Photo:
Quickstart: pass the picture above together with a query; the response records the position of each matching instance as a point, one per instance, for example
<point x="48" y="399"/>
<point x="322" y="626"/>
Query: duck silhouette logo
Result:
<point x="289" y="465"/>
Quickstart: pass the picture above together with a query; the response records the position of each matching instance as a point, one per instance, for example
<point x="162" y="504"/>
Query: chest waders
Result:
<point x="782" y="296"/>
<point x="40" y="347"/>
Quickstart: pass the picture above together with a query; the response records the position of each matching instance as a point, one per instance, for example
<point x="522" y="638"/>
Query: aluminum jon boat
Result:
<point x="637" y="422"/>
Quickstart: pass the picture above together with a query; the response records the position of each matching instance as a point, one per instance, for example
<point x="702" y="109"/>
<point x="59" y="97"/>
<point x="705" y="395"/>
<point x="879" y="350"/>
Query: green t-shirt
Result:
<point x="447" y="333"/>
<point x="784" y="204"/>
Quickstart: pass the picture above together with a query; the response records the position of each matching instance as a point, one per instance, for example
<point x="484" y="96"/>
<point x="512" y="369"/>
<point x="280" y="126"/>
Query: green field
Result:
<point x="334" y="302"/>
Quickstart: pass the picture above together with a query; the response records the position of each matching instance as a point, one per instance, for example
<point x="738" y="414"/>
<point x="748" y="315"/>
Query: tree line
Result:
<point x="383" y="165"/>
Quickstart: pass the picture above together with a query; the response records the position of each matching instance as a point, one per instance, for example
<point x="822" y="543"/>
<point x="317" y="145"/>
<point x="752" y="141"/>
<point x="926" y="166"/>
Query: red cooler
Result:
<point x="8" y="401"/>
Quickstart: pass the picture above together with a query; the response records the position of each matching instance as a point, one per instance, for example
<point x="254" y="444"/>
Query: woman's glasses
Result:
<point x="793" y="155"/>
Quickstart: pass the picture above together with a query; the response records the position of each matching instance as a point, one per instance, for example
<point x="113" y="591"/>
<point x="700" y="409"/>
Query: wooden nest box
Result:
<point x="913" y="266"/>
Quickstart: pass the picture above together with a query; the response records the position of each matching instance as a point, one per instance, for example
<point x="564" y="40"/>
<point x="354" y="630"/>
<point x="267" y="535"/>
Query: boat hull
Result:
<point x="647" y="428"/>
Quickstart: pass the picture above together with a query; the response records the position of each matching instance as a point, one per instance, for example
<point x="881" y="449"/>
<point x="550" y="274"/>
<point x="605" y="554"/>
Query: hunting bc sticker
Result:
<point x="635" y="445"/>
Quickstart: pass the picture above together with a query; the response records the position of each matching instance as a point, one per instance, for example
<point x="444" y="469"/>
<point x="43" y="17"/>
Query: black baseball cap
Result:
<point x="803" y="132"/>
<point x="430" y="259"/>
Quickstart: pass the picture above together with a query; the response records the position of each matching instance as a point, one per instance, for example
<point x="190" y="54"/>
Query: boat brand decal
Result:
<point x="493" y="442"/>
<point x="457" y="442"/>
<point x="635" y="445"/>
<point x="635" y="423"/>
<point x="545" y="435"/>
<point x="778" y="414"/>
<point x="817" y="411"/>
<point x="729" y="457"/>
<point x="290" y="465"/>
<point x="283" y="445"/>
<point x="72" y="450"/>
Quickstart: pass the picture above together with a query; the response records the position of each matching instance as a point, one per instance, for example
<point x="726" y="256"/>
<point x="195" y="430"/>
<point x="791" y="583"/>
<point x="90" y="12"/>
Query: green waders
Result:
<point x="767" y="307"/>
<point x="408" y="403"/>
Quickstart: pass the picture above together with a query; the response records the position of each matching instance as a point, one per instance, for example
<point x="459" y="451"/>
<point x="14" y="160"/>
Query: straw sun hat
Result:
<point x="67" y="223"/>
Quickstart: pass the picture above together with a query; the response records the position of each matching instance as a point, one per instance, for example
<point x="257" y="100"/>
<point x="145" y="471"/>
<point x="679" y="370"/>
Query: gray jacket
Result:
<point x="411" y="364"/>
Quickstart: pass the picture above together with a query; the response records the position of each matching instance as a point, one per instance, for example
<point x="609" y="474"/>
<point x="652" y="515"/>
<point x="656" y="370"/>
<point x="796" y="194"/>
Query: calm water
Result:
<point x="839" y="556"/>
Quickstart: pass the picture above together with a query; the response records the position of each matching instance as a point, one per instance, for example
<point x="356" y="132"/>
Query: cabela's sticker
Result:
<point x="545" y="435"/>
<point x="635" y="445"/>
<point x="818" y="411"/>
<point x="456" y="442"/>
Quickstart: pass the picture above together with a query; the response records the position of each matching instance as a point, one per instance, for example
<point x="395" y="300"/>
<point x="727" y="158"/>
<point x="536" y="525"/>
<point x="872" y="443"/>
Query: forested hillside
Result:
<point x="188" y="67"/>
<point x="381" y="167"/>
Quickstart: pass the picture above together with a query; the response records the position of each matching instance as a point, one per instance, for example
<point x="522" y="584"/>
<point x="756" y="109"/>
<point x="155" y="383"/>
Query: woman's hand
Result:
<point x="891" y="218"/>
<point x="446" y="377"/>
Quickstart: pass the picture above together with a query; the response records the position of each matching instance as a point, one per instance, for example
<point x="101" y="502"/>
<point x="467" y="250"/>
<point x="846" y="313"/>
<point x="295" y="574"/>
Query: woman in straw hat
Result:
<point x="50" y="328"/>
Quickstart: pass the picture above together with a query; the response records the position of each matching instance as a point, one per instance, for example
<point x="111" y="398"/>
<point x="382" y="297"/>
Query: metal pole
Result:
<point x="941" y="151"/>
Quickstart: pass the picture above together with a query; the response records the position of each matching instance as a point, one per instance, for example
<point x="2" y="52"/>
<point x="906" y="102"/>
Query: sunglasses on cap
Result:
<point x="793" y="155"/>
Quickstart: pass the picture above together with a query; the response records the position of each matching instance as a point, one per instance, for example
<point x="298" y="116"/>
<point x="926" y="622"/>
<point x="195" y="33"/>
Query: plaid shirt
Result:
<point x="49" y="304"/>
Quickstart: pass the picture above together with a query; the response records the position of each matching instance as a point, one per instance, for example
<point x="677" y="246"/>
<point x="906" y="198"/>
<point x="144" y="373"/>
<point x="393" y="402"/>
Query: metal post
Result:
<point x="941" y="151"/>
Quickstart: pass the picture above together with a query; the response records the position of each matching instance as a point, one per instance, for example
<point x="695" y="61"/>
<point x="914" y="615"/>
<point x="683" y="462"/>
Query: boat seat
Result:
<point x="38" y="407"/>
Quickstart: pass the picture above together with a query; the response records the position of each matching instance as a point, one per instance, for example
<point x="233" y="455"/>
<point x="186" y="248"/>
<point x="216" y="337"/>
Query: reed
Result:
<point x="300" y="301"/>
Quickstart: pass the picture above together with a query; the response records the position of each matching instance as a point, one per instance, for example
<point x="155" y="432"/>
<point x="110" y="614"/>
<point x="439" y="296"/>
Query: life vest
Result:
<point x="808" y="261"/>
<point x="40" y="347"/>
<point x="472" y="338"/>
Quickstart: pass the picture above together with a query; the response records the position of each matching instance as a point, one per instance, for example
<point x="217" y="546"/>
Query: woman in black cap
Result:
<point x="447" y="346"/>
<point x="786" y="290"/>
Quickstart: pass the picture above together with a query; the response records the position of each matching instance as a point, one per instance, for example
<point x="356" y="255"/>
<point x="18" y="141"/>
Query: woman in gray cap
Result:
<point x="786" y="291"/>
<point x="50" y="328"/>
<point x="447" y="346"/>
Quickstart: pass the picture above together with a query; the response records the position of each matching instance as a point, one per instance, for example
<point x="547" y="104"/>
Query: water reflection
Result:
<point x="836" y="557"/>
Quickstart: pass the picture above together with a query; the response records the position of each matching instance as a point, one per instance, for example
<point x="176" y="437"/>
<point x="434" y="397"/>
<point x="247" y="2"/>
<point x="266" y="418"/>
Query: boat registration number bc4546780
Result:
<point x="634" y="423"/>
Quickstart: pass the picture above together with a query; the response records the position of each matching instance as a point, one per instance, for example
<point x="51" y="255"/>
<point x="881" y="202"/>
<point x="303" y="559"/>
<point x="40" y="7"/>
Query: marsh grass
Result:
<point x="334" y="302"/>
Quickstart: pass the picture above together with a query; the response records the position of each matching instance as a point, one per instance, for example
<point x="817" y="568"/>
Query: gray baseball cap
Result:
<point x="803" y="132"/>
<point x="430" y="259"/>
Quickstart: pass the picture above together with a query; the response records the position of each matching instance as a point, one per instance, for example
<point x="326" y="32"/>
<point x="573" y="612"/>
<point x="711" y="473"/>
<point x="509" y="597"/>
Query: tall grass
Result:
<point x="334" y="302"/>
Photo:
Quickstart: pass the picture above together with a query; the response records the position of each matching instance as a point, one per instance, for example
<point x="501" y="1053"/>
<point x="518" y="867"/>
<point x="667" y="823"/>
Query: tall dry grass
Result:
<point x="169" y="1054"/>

══════

PROBLEM TO WORK ON —
Locate every line of the records above that contains the string "baseball" and copy each such line out. Matches are case-sensitive.

COMPLETE ANSWER —
Query: black baseball cap
Query: gray baseball cap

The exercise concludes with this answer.